> _GOAL OF THE EXERCISE_
The job is to output exactly the lines that run from the start of the entries through the line containing "Provide the mask of every instance of the blonde", pictures omitted.
----- SOURCE INFORMATION -----
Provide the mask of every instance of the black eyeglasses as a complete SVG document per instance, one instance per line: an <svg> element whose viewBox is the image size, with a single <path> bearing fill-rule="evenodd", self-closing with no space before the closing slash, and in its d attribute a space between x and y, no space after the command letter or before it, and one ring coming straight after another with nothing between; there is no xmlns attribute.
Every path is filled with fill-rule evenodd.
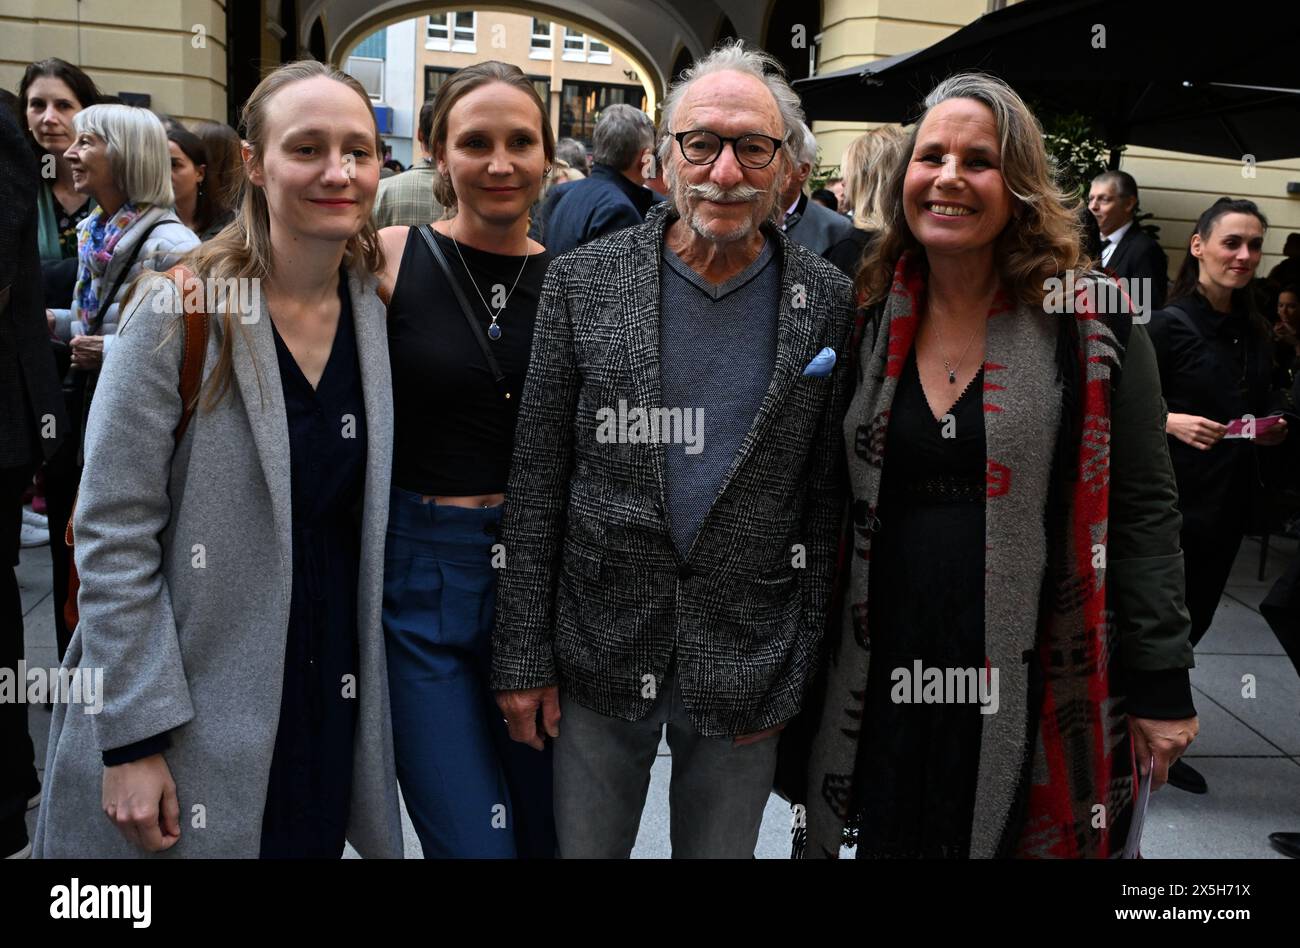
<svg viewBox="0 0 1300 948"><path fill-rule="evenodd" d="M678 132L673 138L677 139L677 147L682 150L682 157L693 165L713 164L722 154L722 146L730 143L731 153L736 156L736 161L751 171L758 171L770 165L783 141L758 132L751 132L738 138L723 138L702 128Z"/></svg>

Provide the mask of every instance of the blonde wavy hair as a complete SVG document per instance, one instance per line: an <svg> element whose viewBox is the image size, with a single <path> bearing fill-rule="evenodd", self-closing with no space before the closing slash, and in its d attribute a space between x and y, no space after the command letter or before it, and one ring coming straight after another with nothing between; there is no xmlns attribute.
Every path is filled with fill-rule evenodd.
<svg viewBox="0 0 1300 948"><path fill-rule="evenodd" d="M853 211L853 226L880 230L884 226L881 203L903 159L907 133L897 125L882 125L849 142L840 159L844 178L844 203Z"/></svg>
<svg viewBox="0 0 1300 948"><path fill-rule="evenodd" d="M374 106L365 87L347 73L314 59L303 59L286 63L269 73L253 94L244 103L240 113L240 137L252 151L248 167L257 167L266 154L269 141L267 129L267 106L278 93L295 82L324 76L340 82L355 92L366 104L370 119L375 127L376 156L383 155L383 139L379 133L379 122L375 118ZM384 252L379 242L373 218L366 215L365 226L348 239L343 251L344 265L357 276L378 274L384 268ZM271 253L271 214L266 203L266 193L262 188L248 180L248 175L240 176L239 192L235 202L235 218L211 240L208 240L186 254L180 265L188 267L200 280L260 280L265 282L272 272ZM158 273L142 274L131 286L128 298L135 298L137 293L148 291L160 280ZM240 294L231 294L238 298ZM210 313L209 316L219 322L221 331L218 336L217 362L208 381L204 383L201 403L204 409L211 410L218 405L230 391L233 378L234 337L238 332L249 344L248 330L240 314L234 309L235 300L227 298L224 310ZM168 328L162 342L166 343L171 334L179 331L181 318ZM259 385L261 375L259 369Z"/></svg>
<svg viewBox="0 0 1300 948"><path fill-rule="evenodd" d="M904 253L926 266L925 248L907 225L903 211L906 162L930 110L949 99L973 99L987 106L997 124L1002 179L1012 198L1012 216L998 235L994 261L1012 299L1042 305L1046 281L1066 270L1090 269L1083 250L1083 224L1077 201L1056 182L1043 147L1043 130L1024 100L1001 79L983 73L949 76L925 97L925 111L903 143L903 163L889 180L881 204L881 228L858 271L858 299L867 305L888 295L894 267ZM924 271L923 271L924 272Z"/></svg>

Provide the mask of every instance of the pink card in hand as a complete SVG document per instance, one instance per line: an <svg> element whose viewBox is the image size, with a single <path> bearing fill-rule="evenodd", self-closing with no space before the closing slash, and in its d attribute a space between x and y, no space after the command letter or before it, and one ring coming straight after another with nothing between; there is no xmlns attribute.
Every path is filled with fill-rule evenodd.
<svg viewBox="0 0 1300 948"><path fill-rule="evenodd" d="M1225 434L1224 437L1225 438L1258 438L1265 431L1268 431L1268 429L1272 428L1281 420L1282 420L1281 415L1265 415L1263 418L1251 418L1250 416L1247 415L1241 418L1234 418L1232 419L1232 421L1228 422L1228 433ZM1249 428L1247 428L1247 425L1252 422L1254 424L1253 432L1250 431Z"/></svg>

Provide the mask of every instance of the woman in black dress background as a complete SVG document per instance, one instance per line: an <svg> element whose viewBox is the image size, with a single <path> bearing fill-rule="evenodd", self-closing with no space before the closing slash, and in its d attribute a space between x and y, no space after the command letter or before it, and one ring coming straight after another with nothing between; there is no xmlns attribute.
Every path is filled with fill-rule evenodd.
-----
> _REPLY TO THE EXERCISE_
Provide the mask of every instance of the black eyeglasses as a complete SVG document per instance, one instance per line: an <svg> element whose viewBox is the image size, with a single <path> bearing fill-rule="evenodd", self-closing with no space before the closing slash, and in its d attribute a space between x and y, no space after the command letter or before it, and one ring coming straight after another with nothing between; there is no xmlns attribute.
Every path is filled with fill-rule evenodd.
<svg viewBox="0 0 1300 948"><path fill-rule="evenodd" d="M678 132L673 138L677 139L677 147L682 150L682 157L693 165L713 164L722 154L722 146L730 143L731 153L736 156L736 161L751 171L758 171L770 165L783 141L758 132L751 132L738 138L723 138L702 128Z"/></svg>

Provide the mask of every instance of the blonde wavy hair as a complete SVG document per instance, one instance per line: an <svg> element whose viewBox is the image size, with a single <path> bearing fill-rule="evenodd", self-closing with no space before the closing slash, and in its d attribute a space between x and y, no space after the command letter or before it, and one ring coming straight after another with nothing between; there is no xmlns attribute.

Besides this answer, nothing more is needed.